Stored dataset items:
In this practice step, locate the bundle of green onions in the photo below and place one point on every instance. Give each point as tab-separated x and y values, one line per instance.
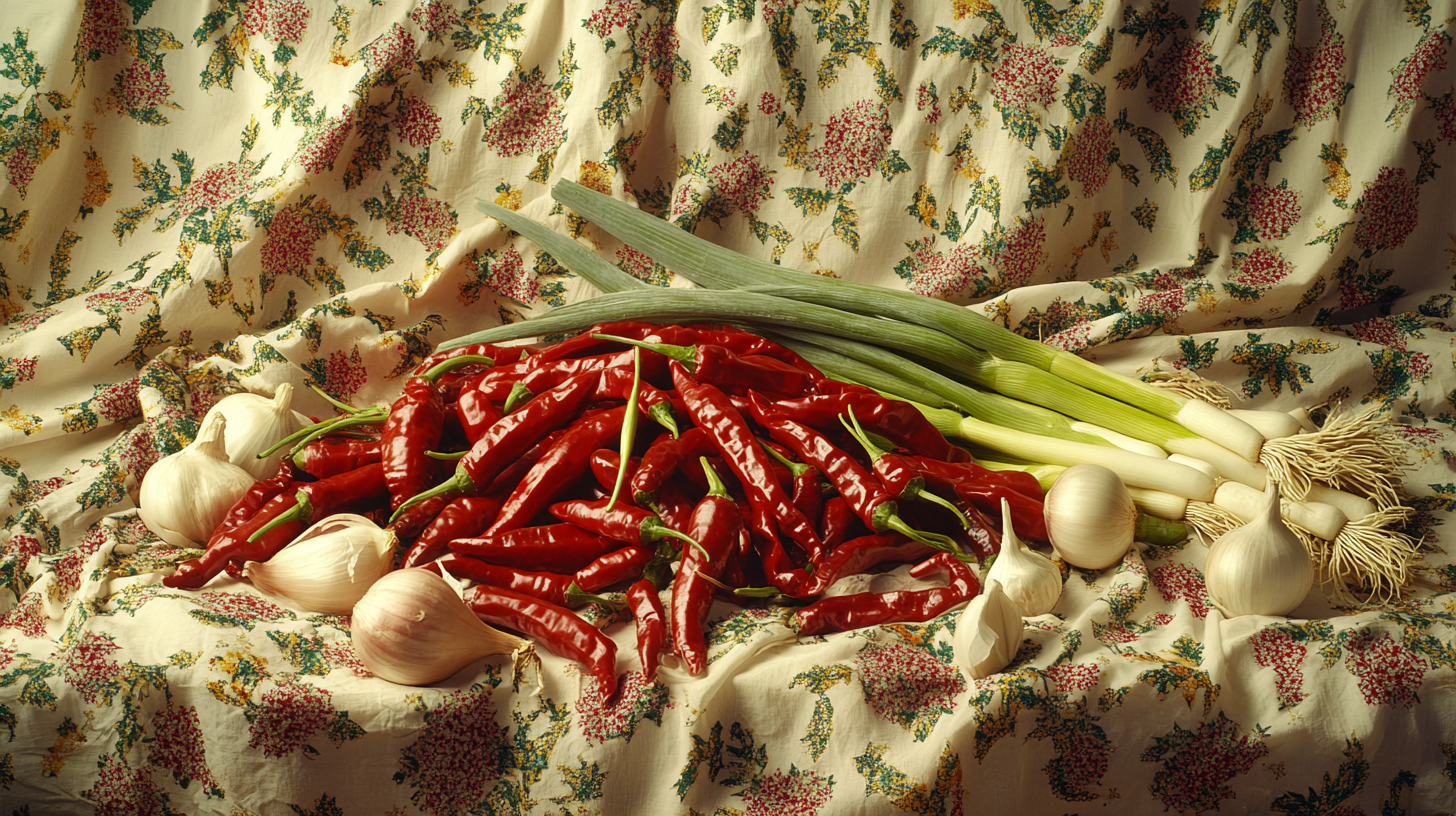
1011	398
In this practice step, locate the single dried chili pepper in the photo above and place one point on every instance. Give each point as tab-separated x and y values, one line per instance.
513	436
717	525
463	516
848	612
562	465
647	612
554	548
556	627
712	411
331	455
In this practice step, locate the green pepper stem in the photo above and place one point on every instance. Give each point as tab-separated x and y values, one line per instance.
628	429
685	354
455	363
300	512
459	483
519	394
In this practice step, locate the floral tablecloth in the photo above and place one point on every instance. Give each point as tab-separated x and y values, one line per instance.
210	197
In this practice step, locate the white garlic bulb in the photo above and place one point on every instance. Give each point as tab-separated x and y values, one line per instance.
187	494
989	633
329	566
254	424
412	628
1028	577
1091	518
1260	569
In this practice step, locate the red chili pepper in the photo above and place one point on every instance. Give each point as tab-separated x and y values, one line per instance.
460	518
554	548
718	526
562	465
623	522
647	612
746	458
848	612
891	418
556	627
513	436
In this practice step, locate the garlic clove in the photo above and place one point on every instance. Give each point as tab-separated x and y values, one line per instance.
1028	577
1260	569
329	567
989	633
187	494
412	628
1091	518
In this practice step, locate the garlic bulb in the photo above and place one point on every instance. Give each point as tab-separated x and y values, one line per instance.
1089	518
255	423
1260	569
412	628
989	633
329	566
187	494
1028	577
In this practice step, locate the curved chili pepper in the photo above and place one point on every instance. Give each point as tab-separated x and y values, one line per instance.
460	518
562	465
554	548
331	455
556	627
893	418
513	436
717	525
848	612
712	411
647	612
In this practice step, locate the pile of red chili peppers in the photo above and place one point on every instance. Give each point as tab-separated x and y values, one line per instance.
752	475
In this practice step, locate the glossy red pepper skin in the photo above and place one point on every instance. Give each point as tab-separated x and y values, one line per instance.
717	525
475	411
462	518
848	612
712	411
414	426
562	465
554	625
893	418
647	612
552	548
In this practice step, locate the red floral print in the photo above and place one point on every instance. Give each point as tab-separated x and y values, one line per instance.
797	793
417	121
855	140
289	714
1183	582
1388	210
1276	210
1089	153
743	181
178	745
457	754
526	117
1274	649
1025	76
1388	672
290	242
277	21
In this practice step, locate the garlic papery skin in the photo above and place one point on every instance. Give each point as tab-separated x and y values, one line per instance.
412	628
1089	518
329	567
1260	569
187	494
254	424
989	633
1028	577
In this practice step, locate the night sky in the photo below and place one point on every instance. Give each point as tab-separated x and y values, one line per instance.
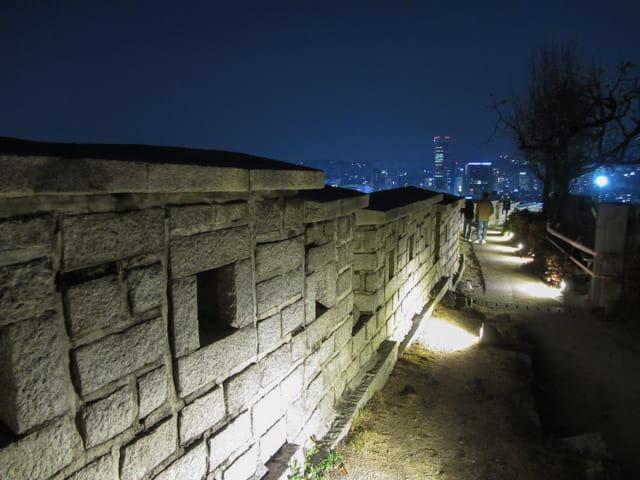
369	81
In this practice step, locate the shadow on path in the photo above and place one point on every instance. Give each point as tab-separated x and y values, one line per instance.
586	366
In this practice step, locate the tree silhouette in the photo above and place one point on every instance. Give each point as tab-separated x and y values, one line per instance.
572	119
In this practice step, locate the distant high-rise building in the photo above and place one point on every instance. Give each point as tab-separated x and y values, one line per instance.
441	167
480	178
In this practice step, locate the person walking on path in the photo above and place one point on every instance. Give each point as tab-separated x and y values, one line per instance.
468	213
484	210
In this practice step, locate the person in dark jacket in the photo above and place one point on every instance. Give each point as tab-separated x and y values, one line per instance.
468	212
484	210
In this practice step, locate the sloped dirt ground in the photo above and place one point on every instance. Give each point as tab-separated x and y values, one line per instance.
466	415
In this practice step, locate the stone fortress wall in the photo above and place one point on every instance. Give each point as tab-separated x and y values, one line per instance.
173	313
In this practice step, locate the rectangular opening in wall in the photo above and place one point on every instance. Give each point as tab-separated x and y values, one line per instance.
216	304
363	319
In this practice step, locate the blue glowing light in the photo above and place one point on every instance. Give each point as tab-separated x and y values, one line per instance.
602	181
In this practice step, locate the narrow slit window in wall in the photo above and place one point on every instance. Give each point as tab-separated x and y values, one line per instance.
216	304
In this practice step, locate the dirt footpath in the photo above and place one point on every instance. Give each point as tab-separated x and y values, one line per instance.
498	412
459	415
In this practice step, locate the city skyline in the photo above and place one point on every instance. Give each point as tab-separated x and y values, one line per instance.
367	82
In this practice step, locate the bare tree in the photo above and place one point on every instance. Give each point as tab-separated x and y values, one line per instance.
573	119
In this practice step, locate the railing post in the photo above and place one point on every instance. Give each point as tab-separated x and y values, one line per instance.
611	234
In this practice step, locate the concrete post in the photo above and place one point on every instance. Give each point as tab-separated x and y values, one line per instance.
611	233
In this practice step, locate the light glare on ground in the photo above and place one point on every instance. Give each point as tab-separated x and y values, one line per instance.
441	336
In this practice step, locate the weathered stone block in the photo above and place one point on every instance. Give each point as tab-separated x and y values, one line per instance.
191	466
275	291
275	364
368	302
95	304
146	288
271	441
320	328
228	214
105	237
291	386
33	455
243	294
367	261
318	256
315	391
344	282
184	302
292	317
242	388
344	227
201	414
152	391
191	219
269	216
269	332
143	454
104	468
34	385
120	354
298	346
267	411
205	251
244	467
108	417
321	285
224	443
293	214
215	361
19	233
283	255
373	281
26	290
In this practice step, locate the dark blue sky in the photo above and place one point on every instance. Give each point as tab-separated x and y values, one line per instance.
296	81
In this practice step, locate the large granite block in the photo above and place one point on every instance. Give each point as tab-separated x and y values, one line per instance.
267	411
275	291
292	317
224	443
184	324
146	288
214	362
20	233
119	354
104	468
144	453
275	364
269	332
108	417
95	304
152	391
318	256
41	454
244	467
242	388
191	466
26	290
34	378
200	415
283	255
191	219
210	250
105	237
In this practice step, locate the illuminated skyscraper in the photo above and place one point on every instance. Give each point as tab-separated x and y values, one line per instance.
441	170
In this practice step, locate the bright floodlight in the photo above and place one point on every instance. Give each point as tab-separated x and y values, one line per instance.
602	181
443	337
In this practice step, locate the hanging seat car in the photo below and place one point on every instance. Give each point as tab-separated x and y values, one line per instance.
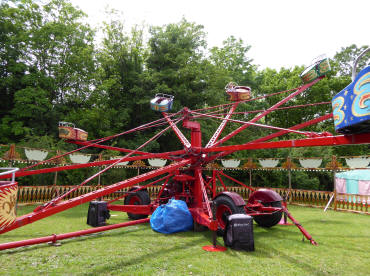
68	131
319	67
237	93
162	102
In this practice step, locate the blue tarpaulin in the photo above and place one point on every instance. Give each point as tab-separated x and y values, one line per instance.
172	217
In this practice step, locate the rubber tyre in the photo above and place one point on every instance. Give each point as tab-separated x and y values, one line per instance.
225	207
139	198
269	220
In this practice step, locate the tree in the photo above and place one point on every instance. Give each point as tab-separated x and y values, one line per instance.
345	58
46	63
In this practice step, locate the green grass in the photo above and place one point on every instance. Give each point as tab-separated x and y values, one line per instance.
343	239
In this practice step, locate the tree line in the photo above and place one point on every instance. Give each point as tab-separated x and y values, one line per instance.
55	67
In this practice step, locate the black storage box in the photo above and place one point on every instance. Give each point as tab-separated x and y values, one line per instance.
98	213
238	233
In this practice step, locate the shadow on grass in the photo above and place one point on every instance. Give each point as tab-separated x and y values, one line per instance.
83	238
133	261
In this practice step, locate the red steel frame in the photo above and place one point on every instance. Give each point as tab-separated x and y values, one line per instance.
186	168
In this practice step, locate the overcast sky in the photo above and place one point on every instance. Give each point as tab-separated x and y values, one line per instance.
282	33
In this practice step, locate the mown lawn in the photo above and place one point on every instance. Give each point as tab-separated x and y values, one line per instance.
343	238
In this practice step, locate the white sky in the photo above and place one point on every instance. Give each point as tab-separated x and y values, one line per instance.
282	33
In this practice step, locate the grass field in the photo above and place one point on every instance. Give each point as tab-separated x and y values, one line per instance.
343	239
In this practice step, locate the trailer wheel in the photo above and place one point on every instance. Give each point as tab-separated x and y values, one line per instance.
225	207
138	198
269	220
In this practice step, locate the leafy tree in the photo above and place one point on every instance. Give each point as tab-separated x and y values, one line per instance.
345	58
46	66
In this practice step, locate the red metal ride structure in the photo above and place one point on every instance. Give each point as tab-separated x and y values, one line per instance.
184	178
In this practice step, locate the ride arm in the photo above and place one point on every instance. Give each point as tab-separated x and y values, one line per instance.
179	134
41	213
354	139
222	125
274	135
165	155
266	112
82	143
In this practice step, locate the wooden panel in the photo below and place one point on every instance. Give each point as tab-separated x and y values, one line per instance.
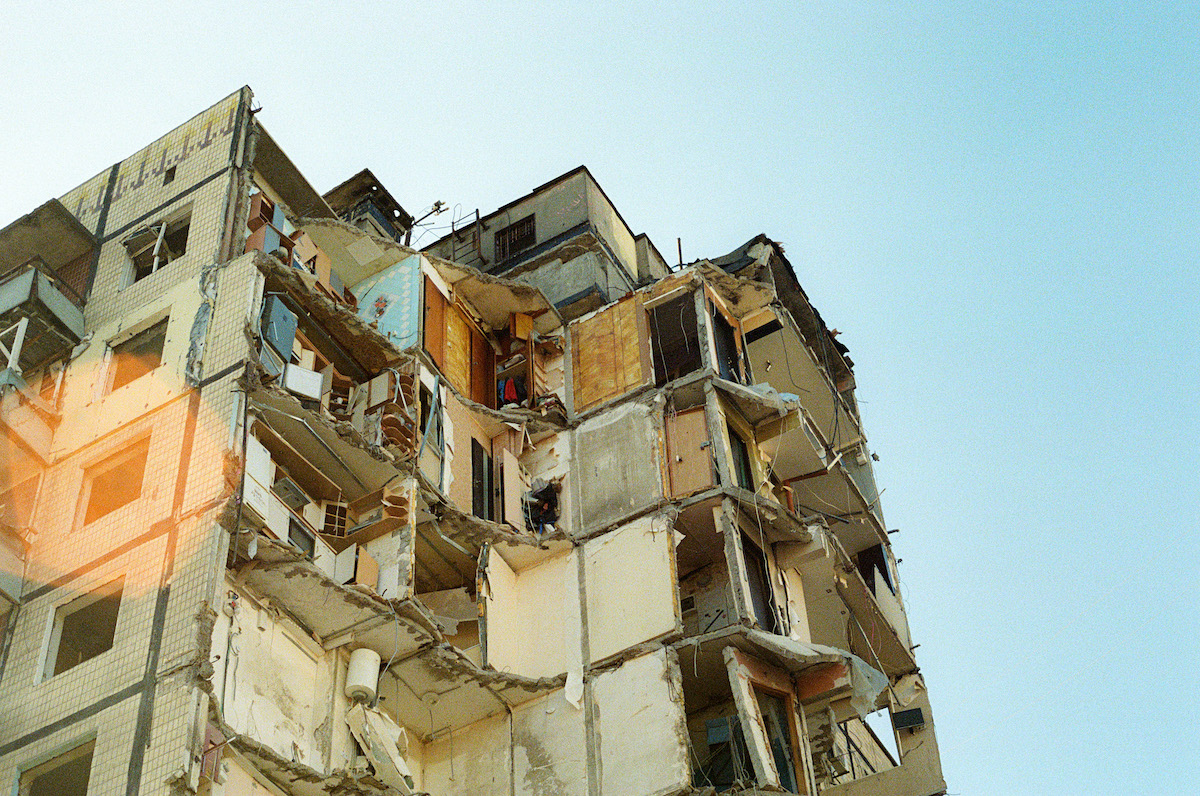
606	354
435	323
689	459
457	364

Brief ->
Copy the records from the line containing "In this practice step, locate the wooden" through the end of the records, inclusive, without the pictures.

Finished task ->
In this practice step, locate the wooden panel in the photo below and place one point on every instance. Give each point as tab-separated x and y values, one line per instance.
606	354
435	323
689	459
457	364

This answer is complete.